◆ Try it:
Track down every line below that holds "mountain" and copy it.

[Natural-language object grounding data]
* * * * * * *

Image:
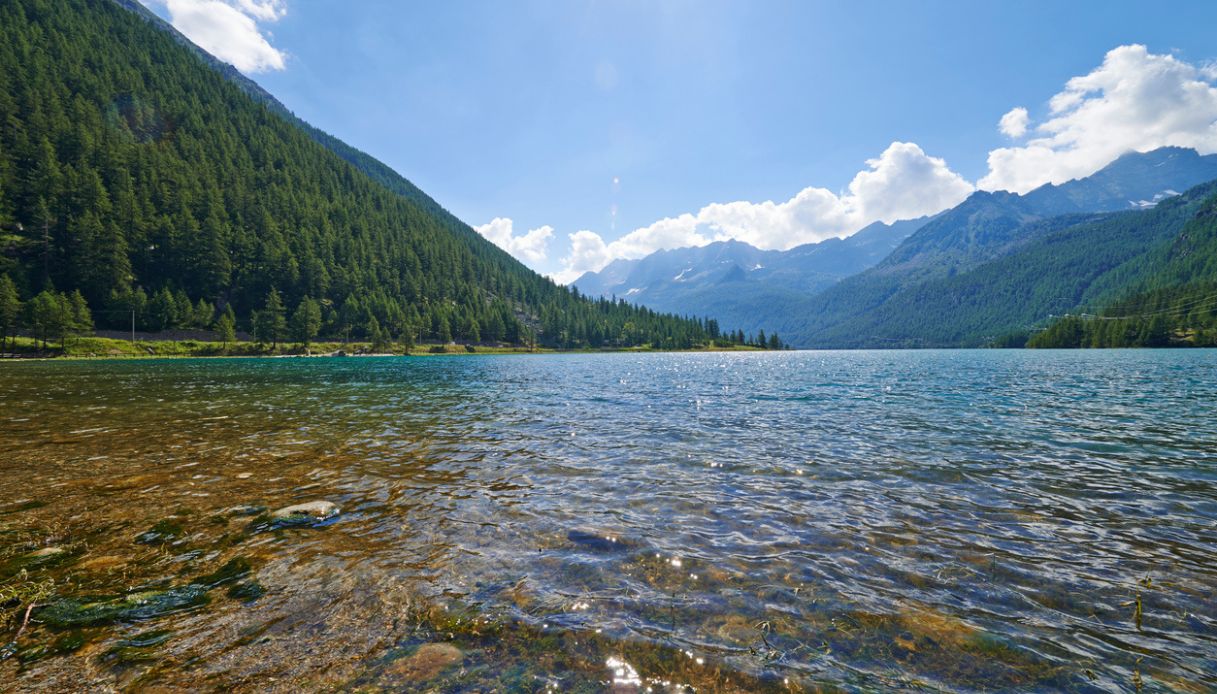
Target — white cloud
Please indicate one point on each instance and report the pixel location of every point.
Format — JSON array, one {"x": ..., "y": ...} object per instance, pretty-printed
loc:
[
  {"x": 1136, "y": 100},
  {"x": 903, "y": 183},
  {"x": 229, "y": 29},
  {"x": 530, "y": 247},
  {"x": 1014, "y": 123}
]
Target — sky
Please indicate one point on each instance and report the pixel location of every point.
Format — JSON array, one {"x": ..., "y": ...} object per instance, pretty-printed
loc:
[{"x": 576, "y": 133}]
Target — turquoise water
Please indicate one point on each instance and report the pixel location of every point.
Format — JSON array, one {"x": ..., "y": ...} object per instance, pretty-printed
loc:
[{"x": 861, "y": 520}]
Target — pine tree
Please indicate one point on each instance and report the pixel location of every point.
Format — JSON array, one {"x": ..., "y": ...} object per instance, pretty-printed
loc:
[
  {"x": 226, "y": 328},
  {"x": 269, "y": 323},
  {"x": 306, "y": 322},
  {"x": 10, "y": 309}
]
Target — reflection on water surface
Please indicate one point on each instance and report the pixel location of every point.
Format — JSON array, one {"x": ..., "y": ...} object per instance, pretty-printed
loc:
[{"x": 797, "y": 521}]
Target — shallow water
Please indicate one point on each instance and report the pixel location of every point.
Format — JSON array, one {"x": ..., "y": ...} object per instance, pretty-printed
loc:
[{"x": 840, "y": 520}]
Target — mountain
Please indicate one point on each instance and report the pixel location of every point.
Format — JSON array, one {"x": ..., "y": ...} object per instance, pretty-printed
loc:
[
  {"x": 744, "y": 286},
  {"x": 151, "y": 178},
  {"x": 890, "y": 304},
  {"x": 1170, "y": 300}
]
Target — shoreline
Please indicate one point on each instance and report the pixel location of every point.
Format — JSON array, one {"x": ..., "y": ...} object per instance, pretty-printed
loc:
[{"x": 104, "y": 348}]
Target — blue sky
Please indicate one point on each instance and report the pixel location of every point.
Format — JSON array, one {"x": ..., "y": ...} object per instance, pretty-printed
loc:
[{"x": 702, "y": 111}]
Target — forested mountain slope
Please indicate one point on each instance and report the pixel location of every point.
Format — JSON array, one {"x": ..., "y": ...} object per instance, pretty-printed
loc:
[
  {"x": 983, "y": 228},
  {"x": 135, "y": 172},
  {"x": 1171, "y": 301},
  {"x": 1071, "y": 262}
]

* * * * * * *

◆ Your response:
Target — mountain
Target — forested mountain slope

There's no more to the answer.